- 指示 A -
エントリの中から文字列「person」を含む行をすべて探し出し、一行ずつ書き写してください。大文字と小文字は区別する。

- 抜粋 -

++++++++

800

陸上やっている中二の Marryさん が読んでた本。
crown2800
800m走の話ですよ。 映画化もされてます。

<著者>
川島 誠

<内容>
助っ人で借り出された800m走にはまるテキ屋の息子中沢。 思い込んだら一直線。
一方、ずっと陸上をやっているいいうちの息子広瀬はすべてにおいて理性的で緻密に計算して行動するタイプ。
試合で知りあった対照的な二人に、広瀬のガールフレンド山口、妹の奈央、中沢が憧れるハードル選手の伊田がからんでおりなすスポーツ・恋愛・セックスの青春ドラマ。

<感想>
二人が代り番こに一人称で話すスタイルは大昔読んだ「ジョンとメリー」や映画「ハリーとサリー」を思い出した。

++++++++

- 抽出エントリ -
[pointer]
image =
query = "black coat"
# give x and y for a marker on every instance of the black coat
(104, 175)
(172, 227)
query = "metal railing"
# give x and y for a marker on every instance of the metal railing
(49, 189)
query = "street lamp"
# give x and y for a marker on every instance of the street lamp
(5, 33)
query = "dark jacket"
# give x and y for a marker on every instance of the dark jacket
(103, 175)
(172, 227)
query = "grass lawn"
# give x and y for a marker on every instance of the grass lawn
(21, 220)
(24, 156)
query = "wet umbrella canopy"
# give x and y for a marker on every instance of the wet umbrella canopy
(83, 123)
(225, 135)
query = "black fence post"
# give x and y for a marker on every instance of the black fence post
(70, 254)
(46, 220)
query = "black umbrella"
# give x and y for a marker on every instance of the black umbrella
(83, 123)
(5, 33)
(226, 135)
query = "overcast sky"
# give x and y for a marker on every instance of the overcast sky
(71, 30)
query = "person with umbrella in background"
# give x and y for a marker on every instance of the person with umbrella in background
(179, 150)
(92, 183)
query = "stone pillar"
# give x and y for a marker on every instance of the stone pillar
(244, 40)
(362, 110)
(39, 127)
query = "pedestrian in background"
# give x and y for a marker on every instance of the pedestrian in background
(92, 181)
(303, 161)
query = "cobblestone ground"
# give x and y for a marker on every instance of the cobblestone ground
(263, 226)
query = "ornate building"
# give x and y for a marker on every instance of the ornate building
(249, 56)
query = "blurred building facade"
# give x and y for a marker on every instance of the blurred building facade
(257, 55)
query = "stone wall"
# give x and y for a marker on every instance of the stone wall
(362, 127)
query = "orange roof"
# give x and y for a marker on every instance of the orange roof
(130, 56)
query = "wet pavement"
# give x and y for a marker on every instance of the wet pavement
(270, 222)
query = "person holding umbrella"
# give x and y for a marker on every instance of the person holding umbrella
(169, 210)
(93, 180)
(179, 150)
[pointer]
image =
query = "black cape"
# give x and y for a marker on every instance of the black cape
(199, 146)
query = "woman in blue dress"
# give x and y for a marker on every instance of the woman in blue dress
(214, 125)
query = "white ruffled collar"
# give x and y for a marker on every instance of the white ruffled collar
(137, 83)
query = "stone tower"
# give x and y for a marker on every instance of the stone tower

++++++++

- 指示 B -
抜粋では、中沢は何の息子とされているか。

- 正解 A -
query = "person with umbrella in background"
# give x and y for a marker on every instance of the person with umbrella in background
query = "person holding umbrella"
# give x and y for a marker on every instance of the person holding umbrella

- 正解 B -
テキ屋の息子。